┌──

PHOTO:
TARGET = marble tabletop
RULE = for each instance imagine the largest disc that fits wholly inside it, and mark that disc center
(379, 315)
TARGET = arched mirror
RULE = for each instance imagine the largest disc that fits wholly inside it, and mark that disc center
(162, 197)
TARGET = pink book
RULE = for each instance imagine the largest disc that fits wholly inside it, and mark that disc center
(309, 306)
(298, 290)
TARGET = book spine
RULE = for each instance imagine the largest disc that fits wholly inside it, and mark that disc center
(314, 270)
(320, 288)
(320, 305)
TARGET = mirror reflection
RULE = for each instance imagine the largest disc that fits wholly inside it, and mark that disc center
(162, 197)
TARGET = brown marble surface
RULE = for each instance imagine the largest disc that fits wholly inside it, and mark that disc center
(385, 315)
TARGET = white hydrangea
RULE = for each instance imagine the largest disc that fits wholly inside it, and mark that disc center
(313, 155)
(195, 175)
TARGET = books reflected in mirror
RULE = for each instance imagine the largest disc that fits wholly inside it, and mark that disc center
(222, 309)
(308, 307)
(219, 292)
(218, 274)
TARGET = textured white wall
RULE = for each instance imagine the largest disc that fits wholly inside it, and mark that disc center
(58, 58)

└──
┌──

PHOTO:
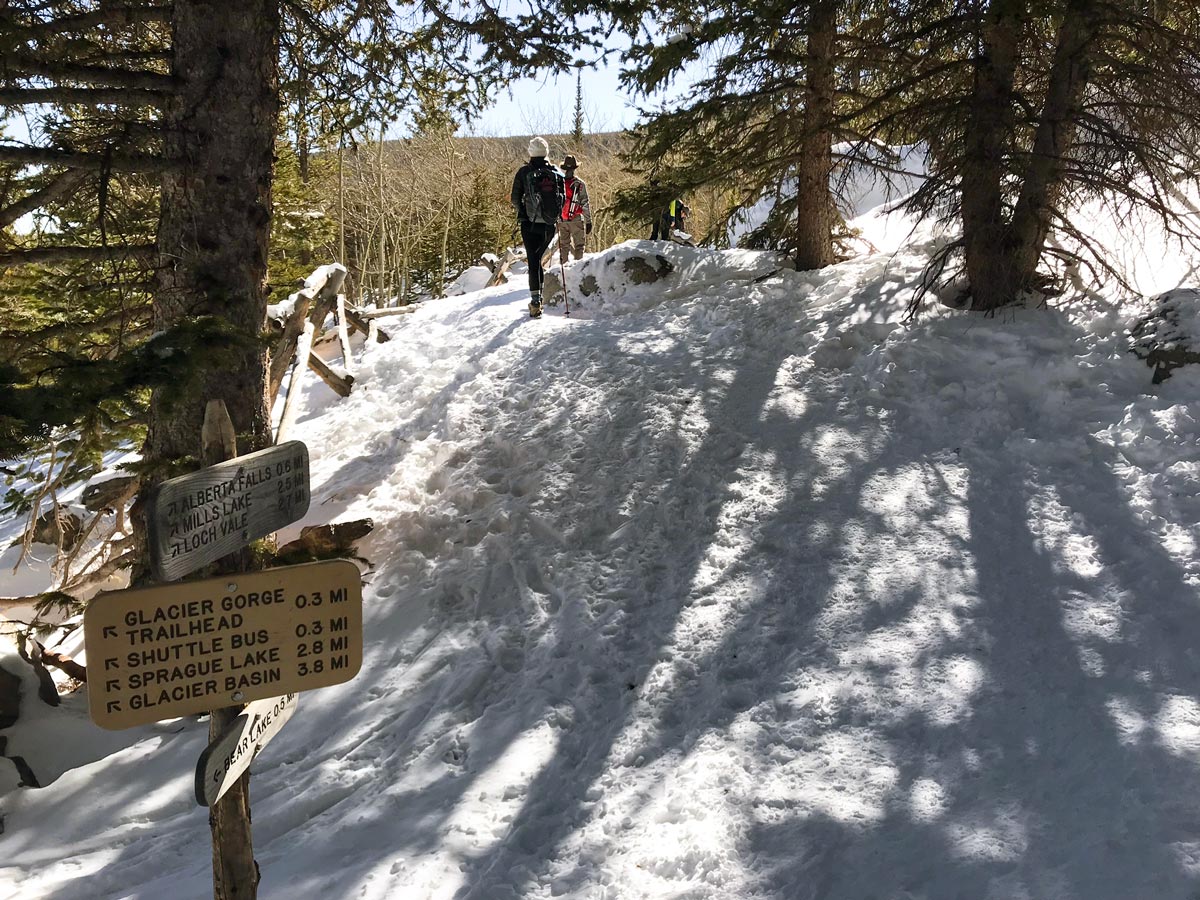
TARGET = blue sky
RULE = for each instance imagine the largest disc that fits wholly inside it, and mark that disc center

└──
┌──

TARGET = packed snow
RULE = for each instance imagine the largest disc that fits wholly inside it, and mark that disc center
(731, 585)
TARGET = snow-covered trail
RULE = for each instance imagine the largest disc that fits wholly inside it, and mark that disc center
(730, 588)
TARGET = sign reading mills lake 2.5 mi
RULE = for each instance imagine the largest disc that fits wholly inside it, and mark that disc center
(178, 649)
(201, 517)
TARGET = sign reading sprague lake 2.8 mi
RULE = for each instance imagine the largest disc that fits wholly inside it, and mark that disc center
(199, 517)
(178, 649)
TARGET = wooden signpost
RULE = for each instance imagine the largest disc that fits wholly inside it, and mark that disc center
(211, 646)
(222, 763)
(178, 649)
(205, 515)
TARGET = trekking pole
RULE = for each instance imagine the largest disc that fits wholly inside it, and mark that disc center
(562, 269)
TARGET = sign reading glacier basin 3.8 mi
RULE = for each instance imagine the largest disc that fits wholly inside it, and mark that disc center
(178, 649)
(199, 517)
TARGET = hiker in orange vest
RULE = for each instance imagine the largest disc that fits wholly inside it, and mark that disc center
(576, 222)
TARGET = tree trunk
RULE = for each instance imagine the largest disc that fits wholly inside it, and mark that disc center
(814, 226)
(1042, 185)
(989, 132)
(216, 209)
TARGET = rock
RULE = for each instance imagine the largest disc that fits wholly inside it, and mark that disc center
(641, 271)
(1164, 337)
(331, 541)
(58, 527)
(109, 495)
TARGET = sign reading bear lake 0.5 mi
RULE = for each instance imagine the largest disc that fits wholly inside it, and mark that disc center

└──

→ WORK INSTRUCTIONS
All lines in the data above from the one with "TARGET = book spine" through the one with "TARGET = books reflected in mirror" must be repeated exactly, and no others.

→ RESULT OF THIS TASK
TARGET = book spine
RULE = for each instance imagine the largest disc that fits wholly inside it, and mark that disc center
(314, 270)
(320, 288)
(320, 305)
TARGET = mirror reflection
RULE = for each instance imagine the largest disc that fits wholly inside it, and mark that disc center
(162, 197)
TARGET = brown marble surface
RULE = for each instance imagine the largest disc that fits wholly inside it, and mark that disc center
(385, 315)
TARGET = white hydrangea
RULE = for each instance imagine the largest disc that fits wholly inside it, and mark that disc center
(313, 155)
(195, 175)
TARGET = books reflected in mirror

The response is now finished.